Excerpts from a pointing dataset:
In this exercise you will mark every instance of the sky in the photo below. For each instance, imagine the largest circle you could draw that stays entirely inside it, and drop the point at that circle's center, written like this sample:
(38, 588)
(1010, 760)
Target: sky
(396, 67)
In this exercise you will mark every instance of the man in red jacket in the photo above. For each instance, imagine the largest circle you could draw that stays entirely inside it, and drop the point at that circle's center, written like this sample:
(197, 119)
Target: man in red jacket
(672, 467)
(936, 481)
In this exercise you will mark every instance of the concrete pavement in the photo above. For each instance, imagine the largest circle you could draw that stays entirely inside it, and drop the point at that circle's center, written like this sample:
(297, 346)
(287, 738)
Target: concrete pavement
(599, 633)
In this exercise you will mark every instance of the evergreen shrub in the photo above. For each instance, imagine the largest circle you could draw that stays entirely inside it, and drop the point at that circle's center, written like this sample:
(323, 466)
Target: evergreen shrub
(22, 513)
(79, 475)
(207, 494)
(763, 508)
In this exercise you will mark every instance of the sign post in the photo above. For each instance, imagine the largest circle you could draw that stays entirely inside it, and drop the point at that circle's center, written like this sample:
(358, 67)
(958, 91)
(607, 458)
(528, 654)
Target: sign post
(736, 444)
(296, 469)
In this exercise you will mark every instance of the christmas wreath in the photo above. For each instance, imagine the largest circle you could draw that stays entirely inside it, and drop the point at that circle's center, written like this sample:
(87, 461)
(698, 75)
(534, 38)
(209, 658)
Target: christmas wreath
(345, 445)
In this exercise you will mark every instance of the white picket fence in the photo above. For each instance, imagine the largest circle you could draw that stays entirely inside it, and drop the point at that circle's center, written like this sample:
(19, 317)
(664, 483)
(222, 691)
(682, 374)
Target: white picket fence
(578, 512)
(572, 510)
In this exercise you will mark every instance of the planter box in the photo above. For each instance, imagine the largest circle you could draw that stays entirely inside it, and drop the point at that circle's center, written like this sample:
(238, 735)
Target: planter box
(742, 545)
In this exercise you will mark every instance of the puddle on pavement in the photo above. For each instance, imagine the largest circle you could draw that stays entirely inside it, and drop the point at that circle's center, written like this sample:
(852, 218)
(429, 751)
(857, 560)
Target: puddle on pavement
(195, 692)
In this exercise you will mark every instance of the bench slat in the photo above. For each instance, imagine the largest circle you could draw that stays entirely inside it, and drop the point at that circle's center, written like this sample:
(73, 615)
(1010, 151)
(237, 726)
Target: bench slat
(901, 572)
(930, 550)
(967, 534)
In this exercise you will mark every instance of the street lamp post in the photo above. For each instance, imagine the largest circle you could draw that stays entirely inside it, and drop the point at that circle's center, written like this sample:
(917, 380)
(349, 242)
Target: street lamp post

What to do
Reproduce every one of the records above verbatim, line by line.

Result for this task
In this exercise you will mark every instance of the sky in the photo below. For each instance, imagine the largest circle you could draw that stays entirely inside it, and drop the point at that circle's center, written like this sample:
(38, 588)
(1010, 760)
Target: sky
(396, 67)
In this exercise you will mark every instance of the man in red jacket in the photo above. For each instance, imagine the largest circle you could draw that stays entirely inside it, and drop the point at that circle's center, written like this sample:
(197, 119)
Target: man in red jacket
(672, 467)
(936, 481)
In this exercise you will mark every instance of the concrete pavement in the photo above. For each instance, imagine the largest circle you could draw that stays entirely inside it, and drop the point at that circle's center, written like this sample:
(297, 346)
(287, 738)
Target: concrete pavement
(599, 633)
In this exercise you will mark every instance of the evergreen shrub in the photo above. For each instance, imagine the largest circle you could draw that stays entirely inside it, and drop the point at that circle's center, written like this sample:
(323, 466)
Target: evergreen shrub
(22, 513)
(79, 475)
(207, 494)
(763, 508)
In this exercise you will mark every instance of the sign post in the photo above. For each instance, imagine the largest circle you could draw that stays entirely inside it, and drop the point at that circle's center, written like this sample:
(358, 67)
(958, 91)
(607, 458)
(528, 654)
Target: sign post
(736, 444)
(296, 469)
In this exercise you will mark every instance of the christmas wreath in the photo above. For each instance, imagine the largest circle you could draw that stays entirely inside it, and drop the point at that circle's center, written like this sample:
(87, 461)
(698, 75)
(534, 38)
(209, 658)
Target: christmas wreath
(345, 445)
In this exercise you will mark every instance of the white picket fence in the photo above. For each instance, imagine the largest circle you could draw that stays entirely inside it, and drop the point at that circle's center, written like this sample:
(19, 317)
(664, 483)
(222, 691)
(682, 374)
Target: white picket fence
(578, 512)
(572, 510)
In this exercise you will mark every instance of the planter box in the photo above. For each instance, imagine the largest circle you could draw that stays entirely inside it, and drop the point at that circle's center, written like this sample:
(238, 735)
Target: planter box
(742, 545)
In this exercise you will mark every instance of the puddle on pavement in the photo above. For each instance, imagine the largest circle you could draw that stays entirely inside it, and drop the point at that circle's center, written like this sample:
(852, 218)
(429, 751)
(857, 560)
Target: puddle on pavement
(195, 692)
In this exercise you will mark every instance of the bench slat in the photo above. For each instance, imagine the largest circle you could draw that stays entirely inside it, and drop the point at that circle's center, written like this sample:
(73, 615)
(1010, 151)
(237, 726)
Target: bench slat
(901, 572)
(930, 550)
(967, 534)
In this exercise you will mark every instance of the street lamp post in the photo above. For each instance, imagine the largest circle you could draw that stays entirely inside it, and drop the point at that circle's center, written like this sample:
(917, 380)
(349, 242)
Target: street lamp post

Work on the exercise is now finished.